• PROBLÈME 1
Répondez à ces questions sur le texte sur les rivalités en Europe :
(a) Dans quel but l'Allemagne a-t-elle augmenté ses taux d'intérêt au début des années 90 ?
(b) Quel pays la France a-t-elle armé et appuyé contre la Croatie ?
(c) Quels pays le texte présente-t-il comme en train de devenir « l'arrière cour » économique de l'Allemagne ?
• PROBLÈME 2
Prolongez, s'il vous plaît, le texte sur les rivalités en Europe après sa dernière phrase, en un paragraphe.

• TEXTE À LIRE
★ ★ ★ ★ ★
L’idée selon laquelle l’UE évoluera,  par le biais de traités successifs et de textes constitutionnels,  vers la consolidation d’un « Etat européen »  - cette idée n’est sérieusement soutenue que par  un certain nombre de « souverainistes » surexcités.  L’Europe n’est pas unie, et ne le sera jamais sur la base du capitalisme.  Au contraire, elle est traversée par des rivalités de  plus en plus aiguës entre les différentes puissances capitalistes.  A chaque fois que les intérêts nationaux de l’une des grandes  puissances européennes ont été en jeu, ils ont  toujours primé sur les « accords » communautaires.  Par exemple, au début des années 90, lorsque l’Allemagne  avait besoin d’attirer davantage de capitaux étrangers pour financer  la réunification du pays, elle a augmenté ses taux d’intérêt  sans se soucier de l’avis du gouvernement français ou britannique.  L’Allemagne a également poussé la Croatie à se  déclarer indépendante (non sans lui fournir, au passage,  une importante quantité d’armes), malgré l’opposition  de la France. La France, pour sa part, a armé et appuyé  la Serbie contre la Croatie. Les puissances européennes n’ont  jamais pu se mettre d’accord en matière de politique internationale,  que ce soit sur la guerre en Yougoslavie, sur la guerre en Irak, sur  la Libye, sur l’Iran, sur la question palestinienne, ou encore sur les  relations avec la Russie et la Chine. Ceci s’explique par les intérêts  nationaux divergents des puissances européennes, qui sont en  lutte les unes contre les autres pour la domination des marchés  à l’intérieur comme à l’extérieur de l’Europe.  Dans le cadre du capitalisme, il en sera toujours ainsi. Comme l’expliquait  déjà Lénine, l’unification de l’Europe sur des  bases capitalistes n’est rien d’autre qu’une « utopie réactionnaire ».

Une série de conflits a opposé la France  et son « partenaire » allemand, qui est en train  de ronger les parts de marché de la France non seulement au sein  de l’Union Européenne, mais également sur les marchés  extérieurs - et notamment dans les pays du Maghreb, en Afrique  Centrale, en Asie et dans les Balkans. De même, la réforme  de la PAC s’effectue au détriment de la France. L’affaiblissement  de la position mondiale de la France, amplement démontré  par son élimination de l’échiquier politique au Moyen  Orient, s’accompagne d’une perte d’influence au sein de l’Union Européenne.  L’inclusion récente de dix pays de l’Est de l’Europe ne fera  qu’accentuer l’écart entre le poids de la France et celui de  l’Allemagne. La Pologne, la Hongrie, la République Tchèque,  et l’Europe centrale en général, sont en train de devenir  « l’arrière cour » économique de l’Allemagne.
★ ★ ★ ★ ★
• DONNÉES

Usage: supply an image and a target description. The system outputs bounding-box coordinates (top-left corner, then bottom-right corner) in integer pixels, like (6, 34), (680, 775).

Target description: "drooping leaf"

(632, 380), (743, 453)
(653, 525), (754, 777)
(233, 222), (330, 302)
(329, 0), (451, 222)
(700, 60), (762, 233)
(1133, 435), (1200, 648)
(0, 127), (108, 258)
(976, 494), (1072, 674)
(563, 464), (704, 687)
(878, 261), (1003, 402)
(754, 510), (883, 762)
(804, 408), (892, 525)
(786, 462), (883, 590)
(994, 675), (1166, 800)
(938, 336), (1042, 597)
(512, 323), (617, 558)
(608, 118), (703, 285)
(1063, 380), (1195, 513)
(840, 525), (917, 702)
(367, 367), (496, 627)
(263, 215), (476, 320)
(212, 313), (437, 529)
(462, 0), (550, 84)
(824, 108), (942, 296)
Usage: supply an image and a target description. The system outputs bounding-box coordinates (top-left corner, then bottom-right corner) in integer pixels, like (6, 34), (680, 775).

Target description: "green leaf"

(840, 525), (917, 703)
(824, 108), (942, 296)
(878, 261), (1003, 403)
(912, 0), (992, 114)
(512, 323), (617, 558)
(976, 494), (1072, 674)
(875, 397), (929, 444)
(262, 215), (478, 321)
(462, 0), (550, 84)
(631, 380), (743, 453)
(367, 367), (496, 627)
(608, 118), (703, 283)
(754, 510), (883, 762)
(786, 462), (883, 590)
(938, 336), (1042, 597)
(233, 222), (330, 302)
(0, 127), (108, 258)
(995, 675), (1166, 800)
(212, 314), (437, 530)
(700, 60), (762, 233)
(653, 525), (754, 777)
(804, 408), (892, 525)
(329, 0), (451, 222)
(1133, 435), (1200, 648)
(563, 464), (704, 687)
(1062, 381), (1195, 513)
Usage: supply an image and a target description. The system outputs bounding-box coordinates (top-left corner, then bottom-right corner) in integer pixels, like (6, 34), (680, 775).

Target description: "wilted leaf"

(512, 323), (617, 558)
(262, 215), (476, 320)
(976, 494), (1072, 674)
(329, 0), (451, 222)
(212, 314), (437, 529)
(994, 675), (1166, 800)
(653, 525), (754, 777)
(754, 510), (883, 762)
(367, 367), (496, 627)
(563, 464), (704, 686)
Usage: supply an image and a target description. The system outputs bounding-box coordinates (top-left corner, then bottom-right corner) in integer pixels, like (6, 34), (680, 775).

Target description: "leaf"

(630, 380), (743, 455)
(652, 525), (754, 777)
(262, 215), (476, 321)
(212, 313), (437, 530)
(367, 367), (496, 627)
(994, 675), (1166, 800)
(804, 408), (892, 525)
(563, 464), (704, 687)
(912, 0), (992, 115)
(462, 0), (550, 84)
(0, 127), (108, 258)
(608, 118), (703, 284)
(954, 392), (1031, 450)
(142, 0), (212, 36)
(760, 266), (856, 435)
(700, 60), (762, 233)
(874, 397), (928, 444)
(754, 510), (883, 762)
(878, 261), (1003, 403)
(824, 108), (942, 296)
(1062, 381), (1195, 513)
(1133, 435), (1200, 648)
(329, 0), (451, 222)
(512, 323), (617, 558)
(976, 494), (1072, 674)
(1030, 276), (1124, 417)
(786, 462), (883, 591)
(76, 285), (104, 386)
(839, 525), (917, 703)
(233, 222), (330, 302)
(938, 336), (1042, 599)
★ ★ ★ ★ ★
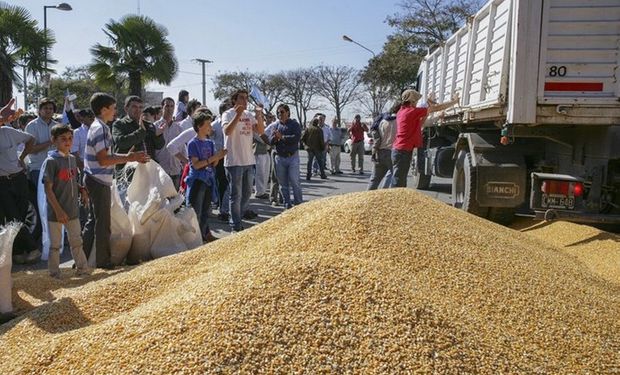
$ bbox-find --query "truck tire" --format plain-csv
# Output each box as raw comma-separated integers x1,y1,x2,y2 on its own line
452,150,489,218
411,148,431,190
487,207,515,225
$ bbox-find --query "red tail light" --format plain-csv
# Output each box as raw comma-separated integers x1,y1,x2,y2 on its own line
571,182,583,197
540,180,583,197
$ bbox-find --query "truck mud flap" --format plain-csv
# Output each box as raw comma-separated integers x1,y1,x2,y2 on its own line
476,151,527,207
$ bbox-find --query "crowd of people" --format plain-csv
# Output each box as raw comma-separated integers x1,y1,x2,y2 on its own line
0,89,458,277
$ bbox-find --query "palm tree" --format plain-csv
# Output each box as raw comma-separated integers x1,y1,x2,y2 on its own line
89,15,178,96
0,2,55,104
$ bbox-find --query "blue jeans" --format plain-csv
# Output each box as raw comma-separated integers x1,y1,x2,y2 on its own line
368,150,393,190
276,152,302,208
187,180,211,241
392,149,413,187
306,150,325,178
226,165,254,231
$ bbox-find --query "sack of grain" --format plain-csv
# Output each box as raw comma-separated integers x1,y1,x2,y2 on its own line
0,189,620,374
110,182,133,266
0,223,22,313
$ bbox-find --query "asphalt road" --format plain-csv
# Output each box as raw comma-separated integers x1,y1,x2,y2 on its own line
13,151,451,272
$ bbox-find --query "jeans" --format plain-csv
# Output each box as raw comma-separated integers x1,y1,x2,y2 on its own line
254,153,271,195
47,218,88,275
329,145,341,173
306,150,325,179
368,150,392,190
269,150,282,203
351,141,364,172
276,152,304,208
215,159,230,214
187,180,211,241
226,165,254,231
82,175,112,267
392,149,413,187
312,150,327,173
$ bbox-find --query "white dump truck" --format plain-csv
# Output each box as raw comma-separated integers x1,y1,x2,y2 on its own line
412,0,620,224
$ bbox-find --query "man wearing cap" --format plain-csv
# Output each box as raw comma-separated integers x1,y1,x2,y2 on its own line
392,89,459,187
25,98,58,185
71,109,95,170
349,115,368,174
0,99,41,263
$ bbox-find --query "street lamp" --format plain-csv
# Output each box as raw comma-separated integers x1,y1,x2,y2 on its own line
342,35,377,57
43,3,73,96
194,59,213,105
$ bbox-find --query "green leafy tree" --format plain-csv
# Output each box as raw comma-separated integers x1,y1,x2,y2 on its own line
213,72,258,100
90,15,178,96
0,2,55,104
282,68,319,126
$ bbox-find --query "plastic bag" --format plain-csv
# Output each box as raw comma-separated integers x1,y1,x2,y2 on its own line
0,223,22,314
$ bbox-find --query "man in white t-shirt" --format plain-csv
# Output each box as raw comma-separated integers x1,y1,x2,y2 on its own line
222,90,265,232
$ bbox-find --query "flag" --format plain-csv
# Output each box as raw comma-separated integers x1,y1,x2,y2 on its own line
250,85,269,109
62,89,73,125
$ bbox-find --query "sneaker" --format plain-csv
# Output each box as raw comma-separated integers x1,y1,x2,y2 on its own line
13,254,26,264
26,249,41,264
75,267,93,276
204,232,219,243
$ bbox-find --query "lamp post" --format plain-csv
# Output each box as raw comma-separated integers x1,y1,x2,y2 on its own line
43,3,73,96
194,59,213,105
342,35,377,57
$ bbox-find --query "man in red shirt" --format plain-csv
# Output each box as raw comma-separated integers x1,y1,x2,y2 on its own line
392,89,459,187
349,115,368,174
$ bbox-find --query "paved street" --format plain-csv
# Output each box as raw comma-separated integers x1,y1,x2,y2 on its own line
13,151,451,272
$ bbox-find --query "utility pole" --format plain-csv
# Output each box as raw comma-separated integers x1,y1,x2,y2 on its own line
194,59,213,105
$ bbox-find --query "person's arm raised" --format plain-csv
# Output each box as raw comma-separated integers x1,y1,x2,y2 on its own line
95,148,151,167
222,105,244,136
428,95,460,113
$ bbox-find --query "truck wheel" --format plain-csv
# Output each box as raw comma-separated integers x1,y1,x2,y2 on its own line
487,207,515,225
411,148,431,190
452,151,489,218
★ ★ ★ ★ ★
• RÉPONSE 1
(a) Pour attirer davantage de capitaux étrangers afin de financer la réunification du pays.
(b) La Serbie.
(c) La Pologne, la Hongrie, la République Tchèque et l'Europe centrale en général.

• RÉPONSE 2
De manière générale, la stagnation  des économies européennes accentuera les rivalités  entre les classes capitalistes nationales. En outre, la baisse du dollar,  qui pénalise lourdement les exportations européennes et  favorise, du même coup, la compétitivité des produits  américains sur les marchés internationaux, aggrave les  tensions au sein de l’Union Européenne, puisque ce qui n’est  pas vendu à l’extérieur se retrouve sur le marché  intérieur de l’Europe. Derrière les sourires forcés,  dans les banquets et les réceptions de la « grande  famille » européenne, les couteaux de la rivalité  capitaliste sont tirés. En fin de compte, les classes capitalistes  européennes ne sont pleinement d’accord que sur un seul point :  l’emploi, les salaires, la sécurité sociale, les services  publics et tous les autres acquis sociaux doivent être démantelés.  Là-dessus, il n’existe en effet pas l’ombre d’une divergence !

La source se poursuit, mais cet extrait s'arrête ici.